## [YOUR INSTRUCTIONS]
Copy the records below, switching every "horse's" to "pony's" and leaving everything else unchanged. Omit the pictures from your copy.

## [INFORMATION PROVIDED]
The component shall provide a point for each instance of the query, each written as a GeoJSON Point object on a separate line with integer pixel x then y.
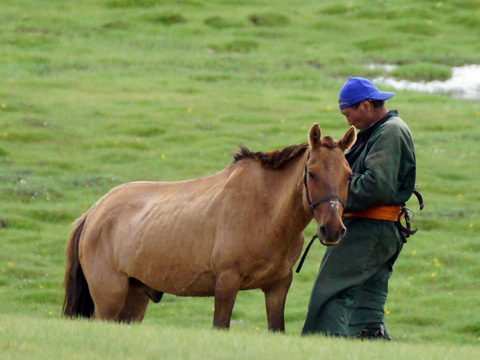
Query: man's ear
{"type": "Point", "coordinates": [348, 139]}
{"type": "Point", "coordinates": [315, 136]}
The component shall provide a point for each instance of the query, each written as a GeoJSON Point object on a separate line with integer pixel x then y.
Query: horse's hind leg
{"type": "Point", "coordinates": [227, 286]}
{"type": "Point", "coordinates": [109, 292]}
{"type": "Point", "coordinates": [275, 298]}
{"type": "Point", "coordinates": [135, 306]}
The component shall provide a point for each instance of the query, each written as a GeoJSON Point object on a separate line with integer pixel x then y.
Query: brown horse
{"type": "Point", "coordinates": [239, 229]}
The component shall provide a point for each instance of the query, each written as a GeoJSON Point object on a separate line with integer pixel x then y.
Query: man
{"type": "Point", "coordinates": [349, 295]}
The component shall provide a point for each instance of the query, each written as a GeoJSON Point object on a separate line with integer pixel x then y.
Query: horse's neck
{"type": "Point", "coordinates": [288, 195]}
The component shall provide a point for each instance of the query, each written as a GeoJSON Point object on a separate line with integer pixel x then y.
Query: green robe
{"type": "Point", "coordinates": [351, 289]}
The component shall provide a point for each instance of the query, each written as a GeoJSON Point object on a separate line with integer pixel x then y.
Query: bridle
{"type": "Point", "coordinates": [313, 205]}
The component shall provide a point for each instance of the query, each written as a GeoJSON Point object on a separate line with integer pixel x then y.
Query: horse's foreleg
{"type": "Point", "coordinates": [275, 298]}
{"type": "Point", "coordinates": [227, 285]}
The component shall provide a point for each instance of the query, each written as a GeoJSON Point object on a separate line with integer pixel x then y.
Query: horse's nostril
{"type": "Point", "coordinates": [322, 231]}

## [EXERCISE OUTPUT]
The component shall provide a point for each instance of the query, each written as a GeoJSON Point object on a separate line with integer pixel x then y.
Query: man's ear
{"type": "Point", "coordinates": [348, 139]}
{"type": "Point", "coordinates": [315, 136]}
The component shall provide a point for each instance of the query, each written as a GeoJSON Point object on a separate line with integer pixel x then y.
Query: pony's hind leg
{"type": "Point", "coordinates": [227, 286]}
{"type": "Point", "coordinates": [109, 292]}
{"type": "Point", "coordinates": [275, 298]}
{"type": "Point", "coordinates": [135, 306]}
The component shall provide a point for each instance of the query, each written as a GeoJSON Point object on a separate line with integer pixel x then y.
Query: brown horse
{"type": "Point", "coordinates": [239, 229]}
The component shall provide a point for each instance of the query, each written as a GeoJSON Point object on a separate line with integer pixel x then y.
Query: man
{"type": "Point", "coordinates": [349, 295]}
The component shall provide a point for each instance of the query, each written as a GeoJSON Point object on a separate line with integer pixel x then y.
Query: pony's neck
{"type": "Point", "coordinates": [288, 195]}
The component shall provide a point for each instance of the query, each written as a GeoJSON Point object on a separate line with integer pixel x then y.
Query: green robe
{"type": "Point", "coordinates": [351, 289]}
The component shall provide a point for each instance of the query, each written as a GeoJSON Point object on a separate line with integer pixel x then y.
Query: bridle
{"type": "Point", "coordinates": [313, 205]}
The component shall provide a point for each instance of the query, each written as a GeoJSON Point object on a separate line with integer pixel x then y.
Query: pony's foreleg
{"type": "Point", "coordinates": [275, 298]}
{"type": "Point", "coordinates": [227, 285]}
The component shall provide a point for each instance of the query, each written as a GeoJSON Point object on a separate line with integer pixel x then y.
Query: pony's nostril
{"type": "Point", "coordinates": [322, 231]}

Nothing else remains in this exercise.